§ **Data for the task**:

• • • •

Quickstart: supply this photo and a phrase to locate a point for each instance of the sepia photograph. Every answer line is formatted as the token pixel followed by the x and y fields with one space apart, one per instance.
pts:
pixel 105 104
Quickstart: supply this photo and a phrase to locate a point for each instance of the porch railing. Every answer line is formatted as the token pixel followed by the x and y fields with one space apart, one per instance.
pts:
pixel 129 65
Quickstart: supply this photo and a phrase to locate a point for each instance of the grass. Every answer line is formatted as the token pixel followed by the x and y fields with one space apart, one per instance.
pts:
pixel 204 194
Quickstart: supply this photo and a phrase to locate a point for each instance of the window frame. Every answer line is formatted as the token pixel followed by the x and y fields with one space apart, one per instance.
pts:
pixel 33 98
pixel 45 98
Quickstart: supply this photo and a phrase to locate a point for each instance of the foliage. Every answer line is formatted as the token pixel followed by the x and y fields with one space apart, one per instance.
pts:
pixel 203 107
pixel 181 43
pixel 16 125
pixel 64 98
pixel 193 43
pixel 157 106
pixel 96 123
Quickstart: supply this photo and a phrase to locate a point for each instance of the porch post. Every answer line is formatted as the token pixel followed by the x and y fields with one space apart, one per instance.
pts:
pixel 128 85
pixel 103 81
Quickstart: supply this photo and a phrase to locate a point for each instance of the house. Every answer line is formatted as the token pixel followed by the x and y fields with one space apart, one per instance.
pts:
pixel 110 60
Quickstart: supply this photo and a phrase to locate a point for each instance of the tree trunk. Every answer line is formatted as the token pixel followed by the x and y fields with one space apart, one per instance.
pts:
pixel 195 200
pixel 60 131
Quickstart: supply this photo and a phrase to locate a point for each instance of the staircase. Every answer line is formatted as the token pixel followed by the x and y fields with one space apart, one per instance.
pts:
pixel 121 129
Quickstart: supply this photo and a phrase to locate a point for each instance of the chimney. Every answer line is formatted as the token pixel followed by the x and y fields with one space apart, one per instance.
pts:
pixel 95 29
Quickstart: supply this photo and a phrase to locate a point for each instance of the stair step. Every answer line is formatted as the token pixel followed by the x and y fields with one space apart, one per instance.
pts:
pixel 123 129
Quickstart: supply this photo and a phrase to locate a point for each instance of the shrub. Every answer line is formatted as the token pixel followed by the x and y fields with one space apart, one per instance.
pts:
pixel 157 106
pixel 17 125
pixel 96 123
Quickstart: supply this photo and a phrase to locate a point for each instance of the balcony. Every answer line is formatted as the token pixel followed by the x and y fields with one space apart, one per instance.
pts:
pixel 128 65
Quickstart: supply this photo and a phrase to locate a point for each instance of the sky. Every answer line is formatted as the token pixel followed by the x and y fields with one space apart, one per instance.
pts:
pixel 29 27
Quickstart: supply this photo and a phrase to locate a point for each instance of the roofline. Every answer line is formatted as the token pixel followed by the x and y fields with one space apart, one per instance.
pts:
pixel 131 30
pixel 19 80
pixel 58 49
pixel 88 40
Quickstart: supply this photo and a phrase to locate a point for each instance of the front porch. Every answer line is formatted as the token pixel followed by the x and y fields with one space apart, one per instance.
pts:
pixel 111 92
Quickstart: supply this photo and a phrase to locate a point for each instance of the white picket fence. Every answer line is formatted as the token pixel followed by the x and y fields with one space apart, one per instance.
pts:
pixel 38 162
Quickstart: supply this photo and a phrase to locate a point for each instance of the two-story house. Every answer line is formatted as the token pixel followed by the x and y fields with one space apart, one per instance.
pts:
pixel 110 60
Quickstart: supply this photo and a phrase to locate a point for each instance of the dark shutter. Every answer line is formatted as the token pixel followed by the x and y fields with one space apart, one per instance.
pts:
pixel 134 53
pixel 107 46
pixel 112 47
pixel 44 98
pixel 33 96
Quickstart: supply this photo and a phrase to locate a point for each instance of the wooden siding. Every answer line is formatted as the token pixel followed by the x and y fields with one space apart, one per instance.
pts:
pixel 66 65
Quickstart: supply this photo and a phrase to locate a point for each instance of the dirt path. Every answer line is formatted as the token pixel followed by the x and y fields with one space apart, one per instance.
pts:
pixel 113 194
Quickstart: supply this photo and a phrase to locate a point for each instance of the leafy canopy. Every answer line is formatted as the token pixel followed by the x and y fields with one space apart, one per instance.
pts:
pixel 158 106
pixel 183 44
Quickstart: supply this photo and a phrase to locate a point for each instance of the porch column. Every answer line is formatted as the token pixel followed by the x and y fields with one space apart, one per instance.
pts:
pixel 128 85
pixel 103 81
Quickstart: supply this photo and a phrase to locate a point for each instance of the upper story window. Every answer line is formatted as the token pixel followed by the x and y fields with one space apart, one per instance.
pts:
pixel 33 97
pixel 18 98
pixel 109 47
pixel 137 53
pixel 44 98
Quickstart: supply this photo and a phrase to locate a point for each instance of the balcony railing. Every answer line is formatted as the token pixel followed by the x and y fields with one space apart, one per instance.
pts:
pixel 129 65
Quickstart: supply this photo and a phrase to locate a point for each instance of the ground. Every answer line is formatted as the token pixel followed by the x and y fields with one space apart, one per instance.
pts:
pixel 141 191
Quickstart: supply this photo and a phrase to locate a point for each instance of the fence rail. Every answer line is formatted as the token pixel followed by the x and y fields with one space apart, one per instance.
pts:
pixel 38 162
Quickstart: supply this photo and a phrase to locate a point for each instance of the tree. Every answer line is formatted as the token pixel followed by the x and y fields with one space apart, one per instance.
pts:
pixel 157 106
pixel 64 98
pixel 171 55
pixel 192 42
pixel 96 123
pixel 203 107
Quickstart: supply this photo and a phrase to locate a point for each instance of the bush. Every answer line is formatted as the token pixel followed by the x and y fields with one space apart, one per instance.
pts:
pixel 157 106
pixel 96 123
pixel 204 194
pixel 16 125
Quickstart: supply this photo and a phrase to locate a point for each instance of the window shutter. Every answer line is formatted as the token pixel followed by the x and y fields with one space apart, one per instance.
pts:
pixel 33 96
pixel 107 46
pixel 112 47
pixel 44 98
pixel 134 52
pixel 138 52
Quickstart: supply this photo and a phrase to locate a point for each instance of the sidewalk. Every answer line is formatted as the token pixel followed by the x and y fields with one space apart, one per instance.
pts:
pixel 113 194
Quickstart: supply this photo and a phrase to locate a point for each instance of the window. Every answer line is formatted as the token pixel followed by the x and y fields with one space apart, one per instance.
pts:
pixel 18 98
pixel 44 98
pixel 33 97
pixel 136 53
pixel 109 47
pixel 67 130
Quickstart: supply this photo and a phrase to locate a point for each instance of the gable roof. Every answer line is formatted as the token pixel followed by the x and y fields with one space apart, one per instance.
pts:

• • • •

§ **What needs to be done**: All of the entries above need to be retyped exactly.

§ **Task response**:
Quickstart: supply this photo and a phrase to locate a point for each instance of the sepia photograph. Every answer line is formatted as the token pixel followed by the x and y fields with one space apart, one per instance.
pts:
pixel 105 104
Quickstart: supply this photo and a phrase to locate a point for each instance of the porch railing. Every answer line is formatted as the token pixel followed by the x and y fields with one space apart, one per instance.
pts:
pixel 129 65
Quickstart: supply this photo and a phrase to locate a point for each instance of the grass. Every answer line is formatted as the token pixel followed by the x and y fields with one space apart, one per instance.
pts:
pixel 204 194
Quickstart: supply this photo and a phrase to locate a point for each instance of the window frame. Every answer line is formatted as the token pixel followed by the x and y fields with one space apart, one per instance.
pts:
pixel 33 98
pixel 45 98
Quickstart: supply this photo and a phrase to locate a point for each instance of the foliage. Every answer line is formatted as the token pixel followed by the x and y fields with one space apart, one per instance.
pts:
pixel 203 107
pixel 181 43
pixel 16 125
pixel 64 98
pixel 193 43
pixel 157 106
pixel 96 123
Quickstart: supply this photo and a phrase to locate a point for each instance of the porch post. Every answer line is formatted as the token pixel followed by the x and y fields with one space apart, one per instance.
pts:
pixel 128 85
pixel 103 81
Quickstart: supply this photo and a phrase to locate a point for each instance of the house. Every answer line is formatted as the token pixel followed by the x and y fields with one space apart, one per instance.
pts:
pixel 110 60
Quickstart: supply this photo and a phrase to locate a point for each instance of the tree trunk. Every answer line is formatted as the token pixel followed by the x and y fields with one space apart, one per instance.
pts:
pixel 195 200
pixel 60 131
Quickstart: supply this photo and a phrase to locate a point for each instance of the staircase. Every answer line is formatted as the token pixel followed by the x and y fields with one space apart, one per instance.
pts:
pixel 121 129
Quickstart: supply this photo and a phrase to locate a point for each instance of the chimney. Every answer line is formatted as the token pixel followed by the x and y fields with one space apart, one per instance.
pts:
pixel 95 29
Quickstart: supply this photo and a phrase to locate a point for each instance of the stair step. Every answer line is formatted as the token pixel followed by the x and y fields with one space apart, one per instance.
pts:
pixel 123 129
Quickstart: supply this photo and a phrase to locate a point for each instance of the shrub. Every answer line is formatted as the token pixel followed by the x and y fields with one space apart, one per instance.
pts:
pixel 157 106
pixel 17 125
pixel 96 123
Quickstart: supply this photo and a phrase to locate a point for each instance of the balcony. Every answer line is formatted as the token pixel followed by the x and y fields with one space apart, one per instance.
pts:
pixel 128 65
Quickstart: supply this photo and a phrase to locate a point for each instance of the sky. Every answer line is formatted as the token pixel followed by the x and y fields with one space apart, one per instance.
pts:
pixel 29 27
Quickstart: supply this photo and a phrase to locate a point for each instance of the roofline. Every answer line is formatted as the token pixel followed by the x and y fields with one space apart, one per instance.
pts:
pixel 131 30
pixel 19 80
pixel 58 49
pixel 88 40
Quickstart: supply this photo and a phrase to locate a point for each instance of the front porch. Every answer line is formatted as the token pixel followed by the x and y fields with one space apart, one per instance.
pts:
pixel 111 92
Quickstart: supply this photo and a phrase to locate a point for each instance of the white picket fence. Every answer line is formatted as the token pixel followed by the x and y fields with one space apart, one per instance.
pts:
pixel 38 162
Quickstart: supply this photo and a phrase to locate a point for each instance of the two-story house. Every answer line is formatted as the token pixel followed by the x and y fields with one space apart, one per instance.
pts:
pixel 110 60
Quickstart: supply this photo and a phrase to locate a point for each instance of the dark shutter. Every answer line is formatted as the token pixel followed by the x and y fields with one space apart, one per instance.
pts:
pixel 134 53
pixel 107 46
pixel 112 47
pixel 44 98
pixel 33 96
Quickstart: supply this photo and a phrase to locate a point for each instance of the wooden siding. Every answer line is formatted as the token pixel followed by the x and y fields with one space apart, one per instance.
pts:
pixel 66 65
Quickstart: supply this photo and a phrase to locate a point for each instance of the dirt path. Every answer line is formatted as the token pixel followed by the x and y fields with one space apart, one per instance.
pts:
pixel 113 194
Quickstart: supply this photo and a phrase to locate a point for each instance of the leafy canopy. Every answer line is formatted as the token pixel followed by the x and y fields with one space apart, one per instance.
pts:
pixel 158 106
pixel 183 44
Quickstart: supply this photo and a phrase to locate a point for each instance of the porch column. Every answer line is formatted as the token pixel followed by the x and y fields with one space apart, one per instance.
pts:
pixel 128 85
pixel 103 81
Quickstart: supply this photo and a phrase to locate a point for each instance of the upper story window. Every answer line is formatted as the token pixel followed by the x and y fields with one space apart, one per instance.
pts:
pixel 33 97
pixel 18 98
pixel 109 47
pixel 137 53
pixel 44 98
Quickstart: supply this photo and a phrase to locate a point for each instance of the balcony railing. Every answer line is formatted as the token pixel followed by the x and y fields with one space apart, one per instance.
pts:
pixel 129 65
Quickstart: supply this photo and a phrase to locate a point for each instance of the ground. Every answer line is formatted as the token pixel followed by the x and y fields with one space apart, one per instance.
pts:
pixel 141 191
Quickstart: supply this photo and a phrase to locate a point for each instance of the fence rail. Every answer line is formatted as the token pixel followed by the x and y fields with one space apart, one per instance.
pts:
pixel 38 162
Quickstart: supply this photo and a phrase to locate a point for each instance of the tree. Every answer line is formatted as the token pixel followed by the x and y fields with one space apart, one per instance.
pts:
pixel 157 106
pixel 64 98
pixel 171 55
pixel 192 42
pixel 96 123
pixel 203 107
Quickstart: supply this photo and a phrase to locate a point for each instance of the bush. Every answer line is formatted as the token pixel followed by the x and y fields with one space apart, one per instance.
pts:
pixel 157 106
pixel 96 123
pixel 204 194
pixel 16 125
Quickstart: supply this photo and a phrase to locate a point for each instance of the window shutter. Every answer line is formatted as the token pixel followed by the x and y fields with one space apart, one per instance.
pts:
pixel 33 96
pixel 107 46
pixel 112 47
pixel 44 98
pixel 134 52
pixel 138 52
Quickstart: supply this photo and a phrase to locate a point for each instance of the sidewalk. Every answer line is formatted as the token pixel followed by the x and y fields with one space apart, one per instance.
pts:
pixel 113 194
Quickstart: supply this photo and a phrase to locate a point for each instance of the window. Every answer line is formatted as the token pixel followed by the x and y fields with one space apart, one per instance.
pts:
pixel 18 98
pixel 44 98
pixel 33 97
pixel 136 53
pixel 109 47
pixel 67 130
Quickstart: supply this photo and a phrase to locate a point for each instance of the gable roof. Every answer line is formatted as the token pixel followed by the x and y fields with one space apart, one per instance.
pts:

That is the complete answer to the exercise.